----- Supplied records
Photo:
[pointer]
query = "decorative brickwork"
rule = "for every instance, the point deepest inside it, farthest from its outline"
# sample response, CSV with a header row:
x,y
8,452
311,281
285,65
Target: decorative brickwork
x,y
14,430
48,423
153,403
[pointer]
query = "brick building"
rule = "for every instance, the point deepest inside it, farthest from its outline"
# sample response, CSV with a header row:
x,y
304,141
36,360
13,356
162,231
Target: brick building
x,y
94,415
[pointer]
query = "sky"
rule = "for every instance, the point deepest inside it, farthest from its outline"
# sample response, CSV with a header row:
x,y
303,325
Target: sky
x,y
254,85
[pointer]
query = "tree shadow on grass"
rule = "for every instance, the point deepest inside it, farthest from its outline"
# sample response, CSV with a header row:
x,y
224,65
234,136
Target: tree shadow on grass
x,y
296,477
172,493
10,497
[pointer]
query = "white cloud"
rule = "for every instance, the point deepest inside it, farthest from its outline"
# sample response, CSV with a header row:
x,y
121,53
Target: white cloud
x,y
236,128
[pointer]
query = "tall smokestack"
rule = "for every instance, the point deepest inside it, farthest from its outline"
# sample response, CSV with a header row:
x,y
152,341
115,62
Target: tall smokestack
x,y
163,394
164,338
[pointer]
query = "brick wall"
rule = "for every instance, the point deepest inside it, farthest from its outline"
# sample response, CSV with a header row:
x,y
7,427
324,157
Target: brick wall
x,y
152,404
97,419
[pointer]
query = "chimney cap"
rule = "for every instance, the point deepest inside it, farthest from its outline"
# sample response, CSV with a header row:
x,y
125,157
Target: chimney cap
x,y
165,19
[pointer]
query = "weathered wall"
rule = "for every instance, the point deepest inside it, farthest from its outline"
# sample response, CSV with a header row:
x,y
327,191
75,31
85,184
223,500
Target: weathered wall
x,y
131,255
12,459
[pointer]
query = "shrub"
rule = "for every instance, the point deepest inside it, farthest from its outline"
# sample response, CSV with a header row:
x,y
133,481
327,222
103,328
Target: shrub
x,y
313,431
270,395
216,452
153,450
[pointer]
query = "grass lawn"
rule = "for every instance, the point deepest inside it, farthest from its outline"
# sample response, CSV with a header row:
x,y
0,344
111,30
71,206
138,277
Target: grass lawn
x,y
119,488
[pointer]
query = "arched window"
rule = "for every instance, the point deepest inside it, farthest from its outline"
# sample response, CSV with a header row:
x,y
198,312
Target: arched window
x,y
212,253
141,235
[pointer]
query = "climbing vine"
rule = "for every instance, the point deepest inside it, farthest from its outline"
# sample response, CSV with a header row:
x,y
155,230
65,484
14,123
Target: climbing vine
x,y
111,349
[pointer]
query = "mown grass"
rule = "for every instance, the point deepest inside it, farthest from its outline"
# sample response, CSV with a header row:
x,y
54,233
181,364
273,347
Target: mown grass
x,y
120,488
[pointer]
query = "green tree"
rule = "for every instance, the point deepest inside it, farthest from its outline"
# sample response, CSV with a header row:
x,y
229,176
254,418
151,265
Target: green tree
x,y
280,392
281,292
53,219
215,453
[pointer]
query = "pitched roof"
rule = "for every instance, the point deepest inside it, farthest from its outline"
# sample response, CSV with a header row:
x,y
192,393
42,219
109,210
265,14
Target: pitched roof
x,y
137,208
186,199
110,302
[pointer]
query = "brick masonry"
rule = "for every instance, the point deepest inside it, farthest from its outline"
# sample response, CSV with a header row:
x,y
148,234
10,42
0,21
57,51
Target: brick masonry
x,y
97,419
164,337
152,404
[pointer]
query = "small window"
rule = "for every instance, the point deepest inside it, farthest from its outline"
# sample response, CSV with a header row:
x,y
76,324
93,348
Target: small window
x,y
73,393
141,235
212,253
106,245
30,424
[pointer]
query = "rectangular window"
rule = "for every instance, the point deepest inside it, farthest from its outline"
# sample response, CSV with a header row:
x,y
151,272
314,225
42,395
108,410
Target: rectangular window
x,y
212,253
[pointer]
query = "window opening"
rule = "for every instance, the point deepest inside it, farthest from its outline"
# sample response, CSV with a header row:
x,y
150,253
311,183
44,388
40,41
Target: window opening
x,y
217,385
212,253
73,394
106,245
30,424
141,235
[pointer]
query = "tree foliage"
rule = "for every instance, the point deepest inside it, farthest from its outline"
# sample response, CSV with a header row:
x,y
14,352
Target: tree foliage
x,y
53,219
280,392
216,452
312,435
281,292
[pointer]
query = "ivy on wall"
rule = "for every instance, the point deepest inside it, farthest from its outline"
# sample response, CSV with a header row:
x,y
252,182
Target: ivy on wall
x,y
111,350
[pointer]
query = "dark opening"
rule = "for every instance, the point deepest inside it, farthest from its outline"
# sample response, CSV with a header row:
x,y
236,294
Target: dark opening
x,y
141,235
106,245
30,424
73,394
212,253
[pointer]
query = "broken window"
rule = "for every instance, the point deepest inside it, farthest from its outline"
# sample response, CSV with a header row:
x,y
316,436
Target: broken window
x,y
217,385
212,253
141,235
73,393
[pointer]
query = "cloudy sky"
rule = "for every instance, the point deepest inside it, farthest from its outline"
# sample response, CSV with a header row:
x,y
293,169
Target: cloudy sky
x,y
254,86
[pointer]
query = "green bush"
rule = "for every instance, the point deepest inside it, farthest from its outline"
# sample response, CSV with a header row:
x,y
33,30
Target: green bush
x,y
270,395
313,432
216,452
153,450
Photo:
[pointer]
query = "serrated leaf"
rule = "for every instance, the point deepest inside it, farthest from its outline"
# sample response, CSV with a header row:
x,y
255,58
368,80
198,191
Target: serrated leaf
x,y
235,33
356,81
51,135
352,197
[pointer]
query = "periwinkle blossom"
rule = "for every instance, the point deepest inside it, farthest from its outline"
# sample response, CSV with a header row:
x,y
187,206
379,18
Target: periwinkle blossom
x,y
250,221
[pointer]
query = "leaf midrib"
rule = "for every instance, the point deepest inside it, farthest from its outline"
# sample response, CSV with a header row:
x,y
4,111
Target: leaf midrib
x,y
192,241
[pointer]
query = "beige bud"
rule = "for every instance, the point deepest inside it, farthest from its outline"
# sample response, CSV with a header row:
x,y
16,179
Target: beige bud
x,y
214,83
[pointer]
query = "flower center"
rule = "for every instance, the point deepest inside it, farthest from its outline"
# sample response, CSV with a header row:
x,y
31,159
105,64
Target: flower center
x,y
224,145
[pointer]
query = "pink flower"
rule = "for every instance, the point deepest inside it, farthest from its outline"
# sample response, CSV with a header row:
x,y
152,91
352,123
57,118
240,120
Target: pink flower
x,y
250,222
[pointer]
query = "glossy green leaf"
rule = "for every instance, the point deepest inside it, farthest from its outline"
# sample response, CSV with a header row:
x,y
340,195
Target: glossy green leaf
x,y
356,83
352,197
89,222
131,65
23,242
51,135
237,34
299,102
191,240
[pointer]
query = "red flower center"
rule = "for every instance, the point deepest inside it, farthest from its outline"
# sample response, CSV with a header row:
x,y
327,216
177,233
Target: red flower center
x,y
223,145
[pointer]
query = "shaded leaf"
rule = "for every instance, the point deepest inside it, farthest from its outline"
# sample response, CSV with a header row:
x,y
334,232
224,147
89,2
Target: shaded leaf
----------
> _The task_: Could you reproduce every record above exactly as it appears?

> _Complete answer_:
Photo:
[pointer]
query = "decorative brickwork"
rule = "for every instance, the point deepest inside it, farthest from its outline"
# sample response, CSV with a header row:
x,y
8,452
311,281
285,65
Target: decorative brickwork
x,y
14,430
48,423
153,403
[pointer]
query = "brick building"
rule = "for every instance, the point deepest inside it, farthest from its outline"
# sample response, CSV with a header row:
x,y
304,141
36,360
13,356
162,231
Target: brick building
x,y
94,415
[pointer]
query = "sky"
rule = "for every instance, the point deepest inside it, farthest from its outline"
# sample response, CSV with a header row:
x,y
303,325
Target: sky
x,y
254,85
[pointer]
query = "tree shadow on grass"
rule = "for every instance, the point deepest inside it, farthest from its outline"
# sample response, CSV with a header row:
x,y
224,65
234,136
Target: tree shadow on grass
x,y
296,477
172,493
10,497
[pointer]
query = "white cloud"
rule = "for every instance, the point deepest inside it, farthest from its outline"
# sample response, CSV with a header row:
x,y
121,53
Target: white cloud
x,y
236,128
[pointer]
query = "tall smokestack"
rule = "for every instance, the point deepest inside it, farthest from its outline"
# sample response, CSV with a header row:
x,y
152,341
115,62
Target: tall smokestack
x,y
163,394
164,338
[pointer]
query = "brick wall"
rule = "for every instance, the point deepest inside it, farthest from its outline"
# sample response, CSV with a header row:
x,y
7,427
324,157
Target: brick wall
x,y
152,404
97,419
[pointer]
query = "chimney cap"
rule = "for every instance, the point deepest inside it, farthest from its outline"
# sample response, CSV with a header row:
x,y
125,157
Target: chimney cap
x,y
165,19
[pointer]
query = "weathered wall"
rule = "for every instance, the point deepest inside it, farthest from its outline"
# sample response, CSV with a header row:
x,y
327,191
75,31
85,184
223,500
Target: weathered wall
x,y
131,255
12,459
[pointer]
query = "shrub"
rule = "for every instance, the point deepest inside it, farthest from its outline"
# sample response, CSV with a header row:
x,y
133,481
327,222
103,328
Target: shrub
x,y
313,431
270,395
216,452
153,450
[pointer]
query = "grass lawn"
rule = "for every instance, the point deepest inside it, farthest from its outline"
# sample response, CSV with a header row:
x,y
0,344
111,30
71,206
138,277
Target: grass lawn
x,y
119,488
[pointer]
query = "arched window"
rule = "for every instance, the point deepest inside it, farthest from its outline"
# sample response, CSV with a header row:
x,y
198,312
Target: arched window
x,y
212,253
141,235
[pointer]
query = "climbing vine"
rule = "for every instance, the point deepest inside it, farthest from its outline"
# sample response, CSV with a header row:
x,y
155,230
65,484
14,123
Target: climbing vine
x,y
111,349
[pointer]
query = "mown grass"
rule = "for every instance, the point deepest inside it, farthest from its outline"
# sample response, CSV with a header row:
x,y
54,233
181,364
273,347
Target: mown grass
x,y
120,488
[pointer]
query = "green tree"
rule = "for every instance, the point deepest inside it, farthest from its outline"
# sample response, CSV with a header row:
x,y
229,176
254,418
151,265
Target: green tree
x,y
280,392
281,292
53,219
215,453
[pointer]
query = "pitched roof"
rule = "for every instance, the point deepest inside it, farthest from its outline"
# sample response, CSV with a header row:
x,y
192,393
42,219
109,210
265,14
Target: pitched roof
x,y
137,208
186,199
110,302
[pointer]
query = "brick masonry"
rule = "for every instance, the point deepest inside it, farthest from its outline"
# sample response, CSV with a header row:
x,y
148,234
10,42
0,21
57,51
Target: brick masonry
x,y
97,419
164,337
152,404
[pointer]
query = "small window"
rule = "for every instance, the point deepest inside it, farthest from its outline"
# sample response, CSV with a header row:
x,y
76,324
93,348
Target: small window
x,y
73,393
141,235
212,253
106,245
30,424
[pointer]
query = "rectangular window"
rule = "for every instance, the point deepest inside it, farthest from its outline"
# sample response, CSV with a header row:
x,y
151,272
314,225
42,395
108,410
Target: rectangular window
x,y
212,253
[pointer]
query = "window opening"
rule = "for every instance, the point deepest inside it, farthest from its outline"
# sample response, CSV with a header row:
x,y
150,253
311,183
44,388
40,41
Target: window opening
x,y
217,385
212,253
73,394
106,245
30,424
141,235
[pointer]
query = "tree foliage"
rule = "for every instance, the point deepest inside it, farthest from its outline"
# sample response, CSV with a header row:
x,y
14,352
Target: tree foliage
x,y
53,219
280,392
216,452
312,435
281,292
[pointer]
query = "ivy on wall"
rule = "for every instance, the point deepest inside it, farthest from its outline"
# sample response, CSV with a header row:
x,y
252,182
Target: ivy on wall
x,y
111,350
[pointer]
query = "dark opening"
rule = "for every instance, the point deepest inside it, farthest from its outline"
# sample response, CSV with a header row:
x,y
236,294
Target: dark opening
x,y
141,235
106,245
30,424
73,394
212,253
[pointer]
query = "broken window"
rule = "for every instance, the point deepest inside it, farthest from its outline"
# sample response, CSV with a header row:
x,y
316,436
Target: broken window
x,y
217,385
212,253
141,235
73,393
[pointer]
query = "cloudy sky"
rule = "for every instance, the point deepest inside it, farthest from its outline"
# sample response, CSV with a header row:
x,y
293,169
Target: cloudy sky
x,y
254,86
[pointer]
query = "green bush"
rule = "for every instance, the point deepest inside it, farthest from its outline"
# sample response, CSV with a header row:
x,y
33,30
Target: green bush
x,y
270,395
313,432
216,452
153,450
Photo:
[pointer]
query = "serrated leaf"
rule = "for every instance, the point deepest inside it, farthest from its outline"
# sample response, CSV with a header row:
x,y
255,58
368,80
198,191
Target: serrated leaf
x,y
235,33
356,81
51,135
352,197
[pointer]
query = "periwinkle blossom"
rule = "for every instance, the point deepest inside it, farthest from its outline"
# sample response, CSV with a header row:
x,y
187,206
379,18
Target: periwinkle blossom
x,y
250,221
[pointer]
query = "leaf midrib"
rule = "for every instance, the point deepest inside it, farthest from its outline"
# sample response, CSV with a header row:
x,y
4,111
Target: leaf midrib
x,y
192,241
[pointer]
query = "beige bud"
rule = "for every instance, the point deepest inside it, farthest from its outline"
# sample response, CSV with a header row:
x,y
16,179
Target: beige bud
x,y
214,83
[pointer]
query = "flower center"
rule = "for every instance, the point deepest inside it, farthest from its outline"
# sample response, CSV with a header row:
x,y
31,159
105,64
Target: flower center
x,y
224,145
[pointer]
query = "pink flower"
rule = "for every instance, the point deepest inside it, farthest from its outline"
# sample response, CSV with a header row:
x,y
152,91
352,123
57,118
240,120
Target: pink flower
x,y
250,222
[pointer]
query = "glossy green leaf"
rule = "for every instance, the point deepest inside it, farthest from its outline"
# sample response, CSV with a header row:
x,y
340,195
Target: glossy green leaf
x,y
356,83
352,197
89,222
131,65
23,242
51,135
237,34
299,102
191,240
[pointer]
query = "red flower center"
rule = "for every instance, the point deepest inside it, farthest from its outline"
# sample response, CSV with a header row:
x,y
327,216
177,233
Target: red flower center
x,y
223,145
[pointer]
query = "shaded leaf"
rule = "for every instance, the point deepest inside it, farthest from its outline"
# sample response, CSV with a header row:
x,y
334,232
224,147
89,2
Target: shaded leaf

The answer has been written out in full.